◆ What is expected: The listing that follows should be copied in full, exactly as written.
======== Data section
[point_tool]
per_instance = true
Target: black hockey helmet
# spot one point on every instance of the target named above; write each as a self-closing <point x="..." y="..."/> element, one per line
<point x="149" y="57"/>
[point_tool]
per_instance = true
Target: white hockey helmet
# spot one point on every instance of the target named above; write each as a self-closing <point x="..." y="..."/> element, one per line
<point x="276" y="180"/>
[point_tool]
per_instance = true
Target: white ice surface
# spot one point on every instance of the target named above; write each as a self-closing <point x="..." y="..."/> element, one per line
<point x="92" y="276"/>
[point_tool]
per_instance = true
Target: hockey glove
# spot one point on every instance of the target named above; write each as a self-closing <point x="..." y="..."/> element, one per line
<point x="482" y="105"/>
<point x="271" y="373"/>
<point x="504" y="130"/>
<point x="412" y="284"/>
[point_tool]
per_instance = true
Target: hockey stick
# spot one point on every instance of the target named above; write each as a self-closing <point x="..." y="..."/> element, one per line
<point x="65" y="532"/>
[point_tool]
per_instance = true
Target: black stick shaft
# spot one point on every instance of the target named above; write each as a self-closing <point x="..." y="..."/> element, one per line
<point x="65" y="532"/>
================
◆ Expected answer:
[point_tool]
per_instance = true
Target: black hockey helmet
# spot one point on every instance of the target named above; write each as a self-closing <point x="..." y="..."/> element, one per line
<point x="149" y="57"/>
[point_tool]
per_instance = true
Target: white hockey helmet
# spot one point on every instance of the target named above; write each as a self-closing <point x="..." y="..."/> element, one per line
<point x="276" y="180"/>
[point_tool]
per_instance = true
Target: white ice surface
# spot one point on every instance of the target named above; write each as a self-closing <point x="..." y="..."/> element, one per line
<point x="92" y="276"/>
[point_tool]
per_instance = true
Target: hockey glove
# spot one point on every instance of the target named above; write each as a self-closing <point x="..." y="..."/> element, one per line
<point x="482" y="105"/>
<point x="271" y="373"/>
<point x="504" y="130"/>
<point x="412" y="284"/>
[point_tool]
per_instance = true
Target: hockey stick
# spot one point on every instance of the target named above; write each as a self-closing <point x="..." y="..."/> element, one per line
<point x="65" y="532"/>
[point_tool]
per_instance = true
Target: black stick shaft
# spot one point on every instance of the target named above; write each as a self-closing <point x="..." y="..."/> element, one per line
<point x="65" y="532"/>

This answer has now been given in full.